WHAT YOU ARE ASKED TO DO> Continue the text about materials science speakers and their talks, starting right after its final sentence.

GIVEN TEXT>

== == ==

Mark C. Hersam is the Walter P. Murphy Professor of Materials Science and Engineering, Director of the Materials Research Center, and Chair of the Materials Science and Engineering Department at Northwestern University. An elected member of the National Academy of Engineering, Hersam has received several honors including the Presidential Early Career Award for Scientists and Engineers, The Minerals, Metals & Materials Society (TMS) Robert Lansing Hardy Award, Materials Research Society (MRS) Outstanding Young Investigator, American Vacuum Society (AVS) Medard W. Welch Award, U.S. Science Envoy, and MacArthur Fellowship.

This talk will not take place in Seattle and will only be available in the 2024 MRS Spring Meeting Virtual Platform

Mark Miodownik is the UCL Professor of Materials & Society.  He received his PhD degree in turbine jet engine alloys from Oxford University, and has worked as a materials engineer in the USA, Ireland and the UK. For more than twenty years he has championed materials science research that links to the arts and humanities, medicine, and society. This culminated in the establishment of the UCL Institute of Making, where he is a director and runs the research programme.  Mark also recently set up the Plastic Waste Innovation Hub to carry our research into solving the environmental catastrophe of plastic waste dealing with topics such as biodegradable plastics and product reuse and repairability. Mark is the multi-award winning author of New York Times bestselling book Stuff Matters. He regularly presents BBC TV and radio programmes on materials science and engineering.  In 2014 he was elected a fellow of the Royal Academy of Engineering. In 2018 he was awarded an MBE for services to materials science, engineering and broadcasting.

The Ordered, the Heterogeneous, and the Intertwined at the Nanoscale
Chen will discuss the electron videography studies of various soft, biological and energy materials and processes. She reveals how order, heterogeneity, and sometimes their interactions at the finest atomic to nanoscale determine the materials’ functions at the macroscopic level.

== == ==

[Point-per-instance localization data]
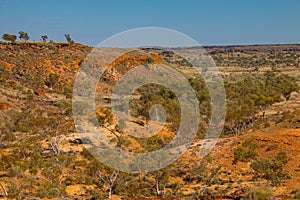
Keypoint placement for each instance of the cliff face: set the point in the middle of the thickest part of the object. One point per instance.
(36, 117)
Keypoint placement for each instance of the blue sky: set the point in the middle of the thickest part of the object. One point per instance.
(210, 22)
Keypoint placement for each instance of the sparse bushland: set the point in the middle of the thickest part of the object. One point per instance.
(40, 158)
(260, 193)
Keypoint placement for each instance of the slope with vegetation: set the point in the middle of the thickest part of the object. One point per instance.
(43, 156)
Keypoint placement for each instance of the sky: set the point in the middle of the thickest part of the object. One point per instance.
(209, 22)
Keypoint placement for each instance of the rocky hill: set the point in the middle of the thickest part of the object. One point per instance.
(42, 155)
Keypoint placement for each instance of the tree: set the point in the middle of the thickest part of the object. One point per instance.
(9, 37)
(69, 39)
(44, 38)
(23, 36)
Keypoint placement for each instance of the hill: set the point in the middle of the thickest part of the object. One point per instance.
(42, 154)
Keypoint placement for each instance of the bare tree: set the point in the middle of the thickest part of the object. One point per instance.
(110, 179)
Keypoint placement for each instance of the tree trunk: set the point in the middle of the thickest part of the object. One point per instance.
(109, 192)
(4, 190)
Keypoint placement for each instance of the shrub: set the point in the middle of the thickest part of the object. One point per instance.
(242, 155)
(260, 193)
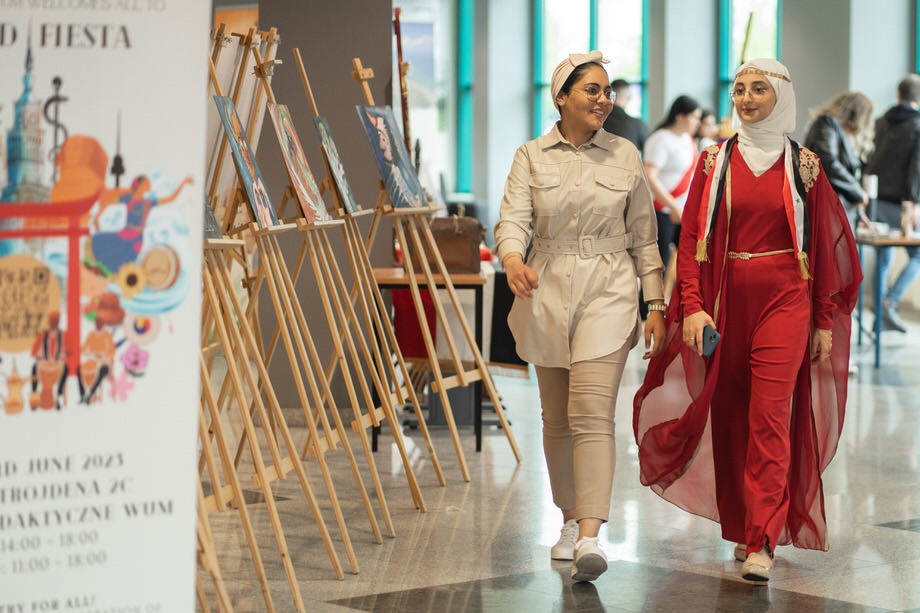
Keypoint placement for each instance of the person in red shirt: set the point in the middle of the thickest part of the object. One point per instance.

== == ==

WRITTEN REPLY>
Qian Chen is currently an associate professor and Racheff Scholar in the Department of Materials Science and Engineering at the University of Illinois at Urbana-Champaign. She obtained her PhD degree (2012) from the same department and completed her postdoctoral research at the University of California, Berkeley, under a Miller Fellowship. She became a faculty member in 2015, and since then has received awards for the research in her group, such as the Forbes 30 under 30 Science List (2016), Air Force Office of Scientific Research Young Investigator Award (2017), Sloan Research Fellow in Chemistry (2018), American Chemical Society (ACS) Unilever Award (2018), Hanwha-TotalEnergies International Union of Pure and Applied Chemistry (IUPAC) Young Scientist Award (2022), and the Soft Matter Lectureship (2023). Her group’s research focuses on imaging, understanding and engineering soft, biological and energy materials at the nanoscale.

Diversity of Excitonic States in Moiré Patterns Formed by 2D Materials
Using state-of-the-art first-principles GW-Bethe–Salpeter equation calculations we discover a rich diversity of excitonic states in large-area transition-metal dichalcogenide Moiré superlattices. We find some excitons of a modulated Wannier character and others of a previously unidentified intralayer charge-transfer character. We uncover a complex interplay involving structural reconstruction, the formation of flat bands and the ordering of excitonic states with distinct characteristics in the Moiré superlattice. By applying these principles, we further demonstrate computational design of Moiré superlattices with desired excitonic properties. These studies, which involve thousands of atoms in the reconstructed Moiré unit-cell, are made feasible for the first time by a novel computational approach: the pristine unit-cell matrix projection (PUMP) method.